(Consigne 1): D'après le texte sur le laboratoire de Kailahun, combien d'échantillons y sont analysés chaque jour ?
(Consigne 2): Poursuivez le texte sur le laboratoire de Kailahun à partir de sa dernière phrase.

===== Texte source

Ces laboratoires consistent en une dizaine de boîtes qui pèsent environ 25 kg chacune et peuvent être aisément transportées par avion, puis par camion. La présence d'un de ces laboratoires en Sierra Leone (il occupe deux des tentes du centre de traitement) fait partie de la participation du Canada à la lutte contre l'épidémie: plus de 110 millions de dollars ont déjà été promis par Ottawa.

Chaque jour, le laboratoire de Kailahun permet l'analyse d'environ 25 échantillons prélevés sur des personnes malades ou soupçonnées d'avoir contracté le virus, dans le centre de traitement d'une centaine de lits.



La dangereuse «boîte à gants»

Les conditions de travail des scientifiques sont éprouvantes, les mesures de sécurité sont strictes. À l'entrée de l'hôpital, chacun doit enfiler une tenue médicale et des bottes. On se lave les mains au chlore, la température corporelle est vérifiée.

==========
===== Extraits du matériel

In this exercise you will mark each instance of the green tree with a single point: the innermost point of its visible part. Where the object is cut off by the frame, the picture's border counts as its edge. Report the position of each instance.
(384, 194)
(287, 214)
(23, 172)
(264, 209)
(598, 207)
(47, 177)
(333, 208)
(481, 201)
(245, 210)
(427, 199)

==========

(Réponse rédigée 1): Environ 25 échantillons.

(Réponse rédigée 2):
«Quand j'arrive le matin, vers 8h, une boîte d'échantillons sanguins m'attend déjà devant la tente», dit Paul Sandstrom. De nouveaux patients arrivent quotidiennement et il n'y a pas de jour de répit.

La première étape, la plus risquée, est de neutraliser le virus. Pour cela, M. Sandstrom enfile deux paires de gants en caoutchouc, fixés aux poignets avec de l'adhésif, un masque protecteur et glisse ses mains dans les «manches» intégrées à une petite tente de plastique, qui fait office d'isolateur. Celle-ci est à pression négative, une protection pour éviter toute échappée d'agents contaminants à l'extérieur.

À l'intérieur se trouvent de petits tubes contenant chacun environ 2 ml du sang d'un patient. Et de l'eau de Javel, dont le scientifique asperge tout ce qu'il touche. «J'ai les mains complètement fripées lorsque je termine ma journée de travail», dit-il en ôtant ses gants violets. Une mauvaise manipulation de ces échantillons de sang le mettrait en grave danger. «Mais si on commence à trop y penser, on devient paranoïaque», ajoute-t-il, avec un grand sourire qui ne semble le quitter que lorsqu'il se concentre sur sa «boîte à gants», comme sont surnommés les isolateurs.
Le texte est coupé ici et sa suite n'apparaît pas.